EXERCISE DATA
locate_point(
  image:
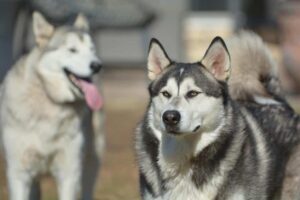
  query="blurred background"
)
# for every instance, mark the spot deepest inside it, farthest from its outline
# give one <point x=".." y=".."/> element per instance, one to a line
<point x="122" y="30"/>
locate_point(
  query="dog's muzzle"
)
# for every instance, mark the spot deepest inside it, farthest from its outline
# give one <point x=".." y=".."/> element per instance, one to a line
<point x="171" y="119"/>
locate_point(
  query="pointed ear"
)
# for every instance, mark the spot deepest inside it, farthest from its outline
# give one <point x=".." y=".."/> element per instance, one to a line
<point x="42" y="29"/>
<point x="81" y="22"/>
<point x="217" y="60"/>
<point x="157" y="59"/>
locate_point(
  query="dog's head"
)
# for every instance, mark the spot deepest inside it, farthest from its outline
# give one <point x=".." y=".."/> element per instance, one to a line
<point x="188" y="98"/>
<point x="67" y="61"/>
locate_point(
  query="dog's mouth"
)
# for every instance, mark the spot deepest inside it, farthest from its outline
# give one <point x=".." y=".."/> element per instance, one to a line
<point x="85" y="85"/>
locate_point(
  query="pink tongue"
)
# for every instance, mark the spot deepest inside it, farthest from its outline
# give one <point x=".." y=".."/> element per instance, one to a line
<point x="91" y="94"/>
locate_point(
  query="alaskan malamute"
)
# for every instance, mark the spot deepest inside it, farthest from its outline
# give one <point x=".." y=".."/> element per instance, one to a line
<point x="215" y="129"/>
<point x="45" y="122"/>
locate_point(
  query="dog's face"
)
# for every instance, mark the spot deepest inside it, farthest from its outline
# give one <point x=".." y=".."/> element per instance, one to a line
<point x="68" y="61"/>
<point x="187" y="98"/>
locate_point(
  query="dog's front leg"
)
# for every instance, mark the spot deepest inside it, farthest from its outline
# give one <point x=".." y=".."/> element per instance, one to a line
<point x="19" y="184"/>
<point x="67" y="169"/>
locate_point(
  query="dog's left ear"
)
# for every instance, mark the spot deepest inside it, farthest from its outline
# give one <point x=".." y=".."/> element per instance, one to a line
<point x="81" y="22"/>
<point x="42" y="29"/>
<point x="217" y="59"/>
<point x="158" y="59"/>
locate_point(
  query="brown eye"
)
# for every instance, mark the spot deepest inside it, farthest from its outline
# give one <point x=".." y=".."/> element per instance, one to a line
<point x="73" y="50"/>
<point x="166" y="94"/>
<point x="192" y="94"/>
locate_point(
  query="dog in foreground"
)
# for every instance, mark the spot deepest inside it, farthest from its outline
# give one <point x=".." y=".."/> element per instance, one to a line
<point x="45" y="122"/>
<point x="215" y="129"/>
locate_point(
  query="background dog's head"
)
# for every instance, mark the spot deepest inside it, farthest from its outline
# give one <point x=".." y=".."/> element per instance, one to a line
<point x="67" y="61"/>
<point x="188" y="98"/>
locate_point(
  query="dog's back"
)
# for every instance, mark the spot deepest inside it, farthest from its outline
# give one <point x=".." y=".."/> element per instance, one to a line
<point x="255" y="84"/>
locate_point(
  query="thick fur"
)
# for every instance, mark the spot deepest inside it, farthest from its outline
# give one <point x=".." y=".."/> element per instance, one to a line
<point x="46" y="125"/>
<point x="227" y="144"/>
<point x="254" y="73"/>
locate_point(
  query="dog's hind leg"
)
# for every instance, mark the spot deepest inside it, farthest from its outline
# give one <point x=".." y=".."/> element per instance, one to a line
<point x="35" y="191"/>
<point x="94" y="144"/>
<point x="89" y="175"/>
<point x="19" y="185"/>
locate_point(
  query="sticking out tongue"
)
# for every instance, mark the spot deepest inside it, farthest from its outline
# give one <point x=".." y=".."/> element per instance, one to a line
<point x="91" y="94"/>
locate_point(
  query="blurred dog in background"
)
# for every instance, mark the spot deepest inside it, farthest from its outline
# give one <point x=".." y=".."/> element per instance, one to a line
<point x="46" y="118"/>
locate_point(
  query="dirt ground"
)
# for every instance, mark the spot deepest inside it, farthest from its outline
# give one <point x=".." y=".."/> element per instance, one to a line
<point x="125" y="94"/>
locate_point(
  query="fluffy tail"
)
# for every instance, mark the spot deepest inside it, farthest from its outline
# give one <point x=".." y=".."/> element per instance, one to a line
<point x="254" y="72"/>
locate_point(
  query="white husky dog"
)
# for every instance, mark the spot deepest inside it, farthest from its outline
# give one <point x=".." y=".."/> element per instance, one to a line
<point x="46" y="125"/>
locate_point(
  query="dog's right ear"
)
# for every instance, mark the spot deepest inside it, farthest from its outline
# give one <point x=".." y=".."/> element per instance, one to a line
<point x="158" y="59"/>
<point x="42" y="29"/>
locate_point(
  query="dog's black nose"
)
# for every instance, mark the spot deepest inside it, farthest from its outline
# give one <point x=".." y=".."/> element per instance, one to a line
<point x="171" y="117"/>
<point x="95" y="66"/>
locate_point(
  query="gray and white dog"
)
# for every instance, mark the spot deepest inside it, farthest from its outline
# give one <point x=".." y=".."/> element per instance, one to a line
<point x="212" y="131"/>
<point x="45" y="121"/>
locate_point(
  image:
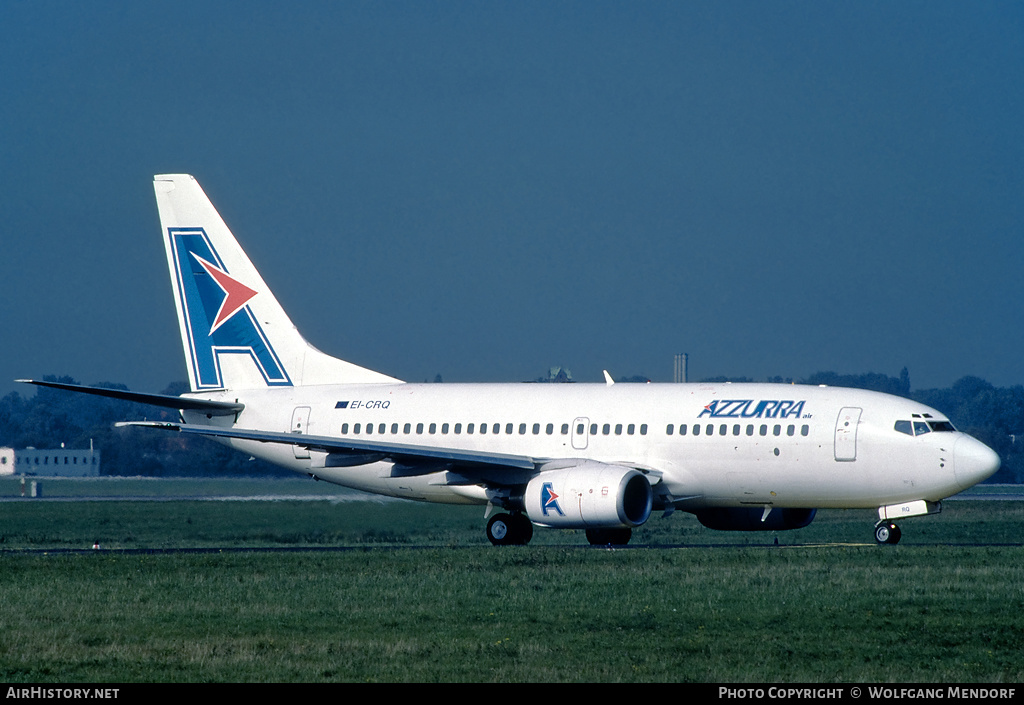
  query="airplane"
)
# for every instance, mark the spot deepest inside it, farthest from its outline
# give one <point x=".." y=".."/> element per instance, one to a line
<point x="600" y="457"/>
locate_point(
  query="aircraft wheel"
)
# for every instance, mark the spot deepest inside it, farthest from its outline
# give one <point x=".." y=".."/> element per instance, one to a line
<point x="523" y="529"/>
<point x="609" y="537"/>
<point x="500" y="530"/>
<point x="509" y="530"/>
<point x="887" y="533"/>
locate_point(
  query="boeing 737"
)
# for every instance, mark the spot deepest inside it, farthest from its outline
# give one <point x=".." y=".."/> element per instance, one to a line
<point x="597" y="457"/>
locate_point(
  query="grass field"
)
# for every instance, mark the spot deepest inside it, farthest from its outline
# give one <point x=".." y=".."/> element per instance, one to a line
<point x="420" y="596"/>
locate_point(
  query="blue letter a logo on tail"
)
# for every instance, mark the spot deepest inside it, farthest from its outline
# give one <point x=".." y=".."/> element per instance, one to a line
<point x="217" y="317"/>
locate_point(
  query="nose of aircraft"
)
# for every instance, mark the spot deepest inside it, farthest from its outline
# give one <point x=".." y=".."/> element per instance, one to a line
<point x="973" y="461"/>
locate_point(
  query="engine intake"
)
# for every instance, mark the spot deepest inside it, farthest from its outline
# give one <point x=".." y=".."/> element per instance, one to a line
<point x="590" y="495"/>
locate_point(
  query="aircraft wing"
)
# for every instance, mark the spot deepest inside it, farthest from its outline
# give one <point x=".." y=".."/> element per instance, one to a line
<point x="427" y="456"/>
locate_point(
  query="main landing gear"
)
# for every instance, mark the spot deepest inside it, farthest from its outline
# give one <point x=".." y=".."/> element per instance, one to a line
<point x="887" y="532"/>
<point x="510" y="530"/>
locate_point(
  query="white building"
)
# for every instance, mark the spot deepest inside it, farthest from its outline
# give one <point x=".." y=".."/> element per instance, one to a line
<point x="56" y="462"/>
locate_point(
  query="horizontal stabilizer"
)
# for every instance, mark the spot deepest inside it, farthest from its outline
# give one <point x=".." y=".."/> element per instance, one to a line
<point x="397" y="452"/>
<point x="167" y="401"/>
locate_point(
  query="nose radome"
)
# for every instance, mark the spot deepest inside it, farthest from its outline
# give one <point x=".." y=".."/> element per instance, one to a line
<point x="973" y="461"/>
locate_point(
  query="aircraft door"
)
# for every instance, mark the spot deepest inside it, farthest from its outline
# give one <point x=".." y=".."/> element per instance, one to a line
<point x="581" y="428"/>
<point x="300" y="423"/>
<point x="846" y="433"/>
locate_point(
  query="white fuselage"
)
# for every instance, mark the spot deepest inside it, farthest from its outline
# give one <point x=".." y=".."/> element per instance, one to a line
<point x="709" y="445"/>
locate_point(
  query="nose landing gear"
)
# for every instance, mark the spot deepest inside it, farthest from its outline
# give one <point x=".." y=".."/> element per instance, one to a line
<point x="887" y="532"/>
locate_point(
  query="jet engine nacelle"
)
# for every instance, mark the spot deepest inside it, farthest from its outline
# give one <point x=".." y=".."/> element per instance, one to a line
<point x="749" y="519"/>
<point x="589" y="495"/>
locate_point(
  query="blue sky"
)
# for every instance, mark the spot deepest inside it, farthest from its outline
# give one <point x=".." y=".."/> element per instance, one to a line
<point x="485" y="190"/>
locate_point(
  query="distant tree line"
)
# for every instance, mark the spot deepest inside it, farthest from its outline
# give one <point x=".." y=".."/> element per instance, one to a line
<point x="993" y="415"/>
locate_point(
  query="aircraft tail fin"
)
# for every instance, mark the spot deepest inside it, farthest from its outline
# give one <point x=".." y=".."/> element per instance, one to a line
<point x="235" y="333"/>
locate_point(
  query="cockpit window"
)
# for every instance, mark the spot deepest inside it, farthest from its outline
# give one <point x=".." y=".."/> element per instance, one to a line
<point x="922" y="427"/>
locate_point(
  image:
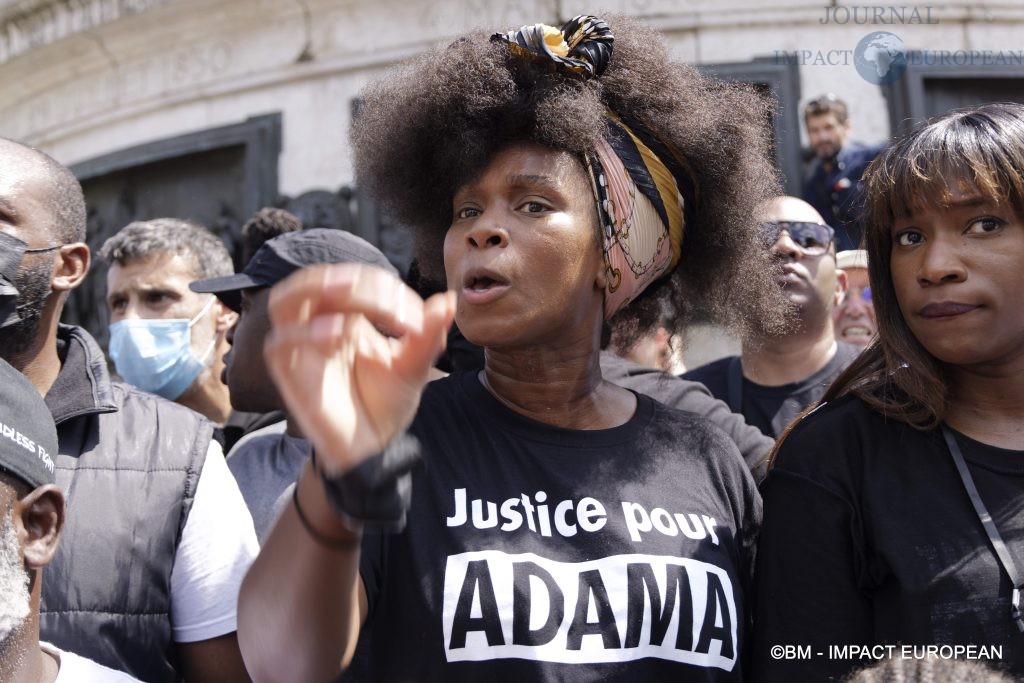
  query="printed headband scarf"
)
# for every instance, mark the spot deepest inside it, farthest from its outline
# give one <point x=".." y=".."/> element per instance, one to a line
<point x="644" y="188"/>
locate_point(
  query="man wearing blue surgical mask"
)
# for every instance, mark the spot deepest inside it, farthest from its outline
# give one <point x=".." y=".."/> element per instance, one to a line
<point x="157" y="536"/>
<point x="165" y="338"/>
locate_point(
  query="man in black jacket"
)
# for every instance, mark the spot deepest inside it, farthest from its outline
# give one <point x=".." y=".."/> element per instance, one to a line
<point x="147" y="489"/>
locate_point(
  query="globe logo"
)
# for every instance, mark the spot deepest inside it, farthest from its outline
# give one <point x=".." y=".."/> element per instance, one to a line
<point x="881" y="57"/>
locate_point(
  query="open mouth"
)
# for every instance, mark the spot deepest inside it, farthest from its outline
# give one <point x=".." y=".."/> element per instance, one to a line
<point x="482" y="286"/>
<point x="856" y="333"/>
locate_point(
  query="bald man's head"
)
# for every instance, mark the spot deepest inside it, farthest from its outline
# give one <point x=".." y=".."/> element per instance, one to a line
<point x="788" y="209"/>
<point x="64" y="197"/>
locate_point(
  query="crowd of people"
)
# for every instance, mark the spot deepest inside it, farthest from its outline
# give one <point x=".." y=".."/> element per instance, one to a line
<point x="310" y="469"/>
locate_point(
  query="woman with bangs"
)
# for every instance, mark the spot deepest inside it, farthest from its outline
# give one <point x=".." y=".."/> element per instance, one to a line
<point x="894" y="513"/>
<point x="559" y="527"/>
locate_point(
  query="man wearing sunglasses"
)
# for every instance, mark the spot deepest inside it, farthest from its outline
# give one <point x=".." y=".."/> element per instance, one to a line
<point x="777" y="376"/>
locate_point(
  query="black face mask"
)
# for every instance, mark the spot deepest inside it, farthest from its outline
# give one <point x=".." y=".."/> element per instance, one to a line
<point x="12" y="251"/>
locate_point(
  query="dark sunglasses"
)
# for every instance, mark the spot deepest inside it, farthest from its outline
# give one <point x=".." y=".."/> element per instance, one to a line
<point x="813" y="239"/>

WHAT THE TASK REQUIRES
Show each line of the material that includes the word "wearing".

ANSWER SECTION
  query="man wearing blue surgical mask"
  query="man wearing sunglasses"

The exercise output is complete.